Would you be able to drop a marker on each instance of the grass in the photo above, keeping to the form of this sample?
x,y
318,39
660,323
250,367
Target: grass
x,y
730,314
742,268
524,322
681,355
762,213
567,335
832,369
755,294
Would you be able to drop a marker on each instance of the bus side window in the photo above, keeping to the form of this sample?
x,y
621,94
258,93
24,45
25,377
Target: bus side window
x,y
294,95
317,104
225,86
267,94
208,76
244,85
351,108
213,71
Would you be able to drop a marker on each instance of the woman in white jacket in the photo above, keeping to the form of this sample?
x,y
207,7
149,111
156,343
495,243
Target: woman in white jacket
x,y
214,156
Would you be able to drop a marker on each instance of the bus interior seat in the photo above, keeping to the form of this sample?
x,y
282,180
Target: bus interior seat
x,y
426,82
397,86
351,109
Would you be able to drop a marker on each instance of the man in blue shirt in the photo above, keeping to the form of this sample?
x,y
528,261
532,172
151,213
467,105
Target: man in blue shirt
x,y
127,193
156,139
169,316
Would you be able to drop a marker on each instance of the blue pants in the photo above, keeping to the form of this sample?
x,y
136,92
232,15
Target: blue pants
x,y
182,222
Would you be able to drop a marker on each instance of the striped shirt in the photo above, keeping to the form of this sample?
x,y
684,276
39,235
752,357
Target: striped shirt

- - -

> THE TASK
In the material, from the line containing "of the striped" through the end, swap "striped shirt" for "checkered shirt" and give those lines again with nothing else changed.

> RESPONSE
Would you be able to drop a marker on each instance of the checkered shirt in the photo above, keeping to the form of this sample?
x,y
684,276
39,235
752,357
Target: checkered shirt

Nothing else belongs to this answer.